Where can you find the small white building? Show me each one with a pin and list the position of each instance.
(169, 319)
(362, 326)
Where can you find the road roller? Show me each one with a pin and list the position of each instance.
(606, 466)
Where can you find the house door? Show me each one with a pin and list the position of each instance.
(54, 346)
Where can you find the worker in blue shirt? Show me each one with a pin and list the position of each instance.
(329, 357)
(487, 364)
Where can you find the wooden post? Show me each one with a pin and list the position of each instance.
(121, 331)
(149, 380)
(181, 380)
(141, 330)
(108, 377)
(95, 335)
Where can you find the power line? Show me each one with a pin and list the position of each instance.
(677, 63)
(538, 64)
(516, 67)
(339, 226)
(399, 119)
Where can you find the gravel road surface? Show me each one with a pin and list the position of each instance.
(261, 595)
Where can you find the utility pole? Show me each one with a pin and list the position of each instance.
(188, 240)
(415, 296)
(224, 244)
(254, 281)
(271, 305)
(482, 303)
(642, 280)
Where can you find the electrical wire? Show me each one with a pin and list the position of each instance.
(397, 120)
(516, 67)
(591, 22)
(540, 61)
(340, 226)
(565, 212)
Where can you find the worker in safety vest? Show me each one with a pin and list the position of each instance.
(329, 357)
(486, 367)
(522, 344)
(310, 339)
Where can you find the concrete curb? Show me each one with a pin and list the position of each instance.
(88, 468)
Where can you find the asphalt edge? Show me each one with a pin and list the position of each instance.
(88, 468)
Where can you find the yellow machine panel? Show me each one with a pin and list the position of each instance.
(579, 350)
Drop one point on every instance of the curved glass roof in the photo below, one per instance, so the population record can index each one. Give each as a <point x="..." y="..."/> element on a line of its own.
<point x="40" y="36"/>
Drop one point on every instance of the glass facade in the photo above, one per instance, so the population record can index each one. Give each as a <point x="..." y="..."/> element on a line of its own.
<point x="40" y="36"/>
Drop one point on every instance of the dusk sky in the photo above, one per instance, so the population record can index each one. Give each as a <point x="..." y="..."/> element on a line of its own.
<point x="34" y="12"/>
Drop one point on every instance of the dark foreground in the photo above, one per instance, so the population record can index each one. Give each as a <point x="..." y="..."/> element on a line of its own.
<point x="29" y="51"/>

::::

▸ **What the task requires**: Your answer should be the full set of records above, restated exactly.

▸ **Problem solution**:
Where can you find the small white building? Show me each one with a pin and list the position of each instance.
(169, 319)
(362, 326)
Where can you find the road roller? Show me each one with a pin and list the position of each instance.
(606, 466)
Where can you find the house door? Show me each one with a pin and list the position of each instance.
(54, 346)
Where can you find the worker in blue shirt? Show me each one with a pin and list the position of each instance.
(329, 357)
(487, 364)
Where can you find the wooden post? Show me each one with a pin and list the position of each instance.
(121, 331)
(149, 380)
(181, 380)
(141, 330)
(108, 377)
(95, 335)
Where can you find the power line? Show me each one with a pin and list the position of each instance.
(677, 63)
(538, 64)
(516, 67)
(339, 226)
(399, 119)
Where can you find the gravel road surface? Show me each one with a pin and list the position of each instance.
(261, 595)
Where can you find the utility pole? Show me each one with a pin and list the position of each instance.
(188, 240)
(415, 296)
(224, 244)
(254, 281)
(271, 305)
(482, 303)
(642, 280)
Where can you find the electrical wire? Show me each one with a pin and list the position of each instance.
(397, 120)
(516, 67)
(591, 22)
(540, 61)
(340, 226)
(565, 212)
Where can you find the worker in safety vest? Show me each one with a pin and list the position of each instance.
(329, 357)
(486, 367)
(522, 344)
(310, 339)
Where can you find the concrete curb? Show me each one with a pin and list the position of each instance.
(88, 468)
Where can you find the asphalt edge? Show me each one with a pin and list the position of each instance.
(88, 468)
Where can you find the yellow machine panel? Show me each one with a pin and list the position of each instance.
(579, 350)
Drop one point on every instance of the curved glass roof in the photo below, one per instance, so the population record can index each one. Give each as a <point x="..." y="..."/> element on a line of its own.
<point x="40" y="36"/>
Drop one point on every instance of the glass facade in the photo above, one per instance, so the population record can index each one. Give each as a <point x="..." y="..."/> element on a line of its own.
<point x="40" y="36"/>
Drop one point on every instance of the dusk sky in the photo above, one per instance, so the population record can index each one. Give each as a <point x="..." y="..."/> element on a line of its own.
<point x="34" y="12"/>
Drop one point on every instance of the dark foreground in the photo above, one per instance, so the population record can index each one. Give each as a <point x="..." y="..."/> element on a line of its own.
<point x="29" y="51"/>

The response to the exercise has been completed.